▶ [CHALLENGE] Copy out the lines below, substituting "biggest circle" for "largest circle" and keeping everything else the same.

[Labeled-object pointing entries]
[start]

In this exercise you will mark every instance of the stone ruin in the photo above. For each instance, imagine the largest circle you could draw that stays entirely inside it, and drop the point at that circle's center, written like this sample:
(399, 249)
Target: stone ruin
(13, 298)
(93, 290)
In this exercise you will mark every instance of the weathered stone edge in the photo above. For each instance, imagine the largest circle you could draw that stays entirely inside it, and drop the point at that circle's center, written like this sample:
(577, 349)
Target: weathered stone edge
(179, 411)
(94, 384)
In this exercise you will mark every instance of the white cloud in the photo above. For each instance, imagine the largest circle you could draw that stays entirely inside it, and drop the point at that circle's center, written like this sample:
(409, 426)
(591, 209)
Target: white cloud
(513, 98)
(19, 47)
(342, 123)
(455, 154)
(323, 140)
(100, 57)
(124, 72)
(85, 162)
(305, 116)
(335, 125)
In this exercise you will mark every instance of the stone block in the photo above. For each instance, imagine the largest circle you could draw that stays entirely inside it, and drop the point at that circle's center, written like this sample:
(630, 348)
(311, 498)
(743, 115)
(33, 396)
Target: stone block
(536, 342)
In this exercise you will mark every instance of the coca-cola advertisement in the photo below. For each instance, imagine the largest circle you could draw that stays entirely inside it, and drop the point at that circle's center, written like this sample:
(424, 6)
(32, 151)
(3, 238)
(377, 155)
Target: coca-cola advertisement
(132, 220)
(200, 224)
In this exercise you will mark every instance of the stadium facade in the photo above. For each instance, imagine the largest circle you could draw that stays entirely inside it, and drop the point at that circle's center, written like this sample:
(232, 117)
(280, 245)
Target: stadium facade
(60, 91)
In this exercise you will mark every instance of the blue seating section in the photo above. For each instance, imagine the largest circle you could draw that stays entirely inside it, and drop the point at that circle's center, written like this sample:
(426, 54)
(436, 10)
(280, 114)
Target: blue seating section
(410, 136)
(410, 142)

[end]

▶ [RESULT FOR THIS EXERCISE]
In this exercise you will mark every instance of the stone ruin in the photo above. For each instance, imagine the biggest circle you could draw that stays entirely inside it, and drop the point at that circle's center, written like this sample:
(399, 249)
Target: stone ruin
(13, 298)
(93, 290)
In this exercise you will mark every instance of the weathered stone edge in the photo above. For each instance, imagine the biggest circle you could draw that stays entirely inside it, and drop the point at that circle's center, written like this sample:
(577, 349)
Target: weathered stone edge
(179, 411)
(94, 384)
In this exercise you will mark every instance of the white cloud in the photo above. For each instance, imagine the biggest circle you could draw that stays entirely inside it, and drop the point at that circle's center, written like this sample:
(409, 426)
(591, 209)
Target: white cloud
(513, 98)
(19, 47)
(342, 123)
(455, 154)
(323, 140)
(100, 57)
(124, 72)
(85, 162)
(305, 116)
(335, 125)
In this exercise you will mark every instance of the stone block in the photo above. For each instance, imagine the biggest circle you could draw that stays entirely inside it, and drop the point at that circle's center, written like this sample:
(630, 348)
(311, 498)
(743, 115)
(33, 396)
Target: stone block
(536, 342)
In this exercise you will mark every instance of the coca-cola advertisement in the photo below. For each instance, imagine the biggest circle you could draw that stays entirely inside it, and drop the point at that circle's center, written like this sample:
(424, 6)
(32, 151)
(3, 238)
(377, 155)
Target: coca-cola advertisement
(132, 220)
(200, 224)
In this exercise you will mark every instance of the stadium facade in the photo above. For each instance, imagine the biggest circle you could draw that stays entirely inside it, and drop the point at that circle's center, written like this sample:
(232, 117)
(280, 245)
Target: stadium facade
(60, 91)
In this exercise you will mark every instance of the blue seating section in the photo above. For each instance, imagine the biggest circle you could draw that stays entirely inside it, and drop the point at that circle's center, written like this sample:
(426, 54)
(436, 10)
(280, 114)
Target: blue seating section
(410, 136)
(410, 142)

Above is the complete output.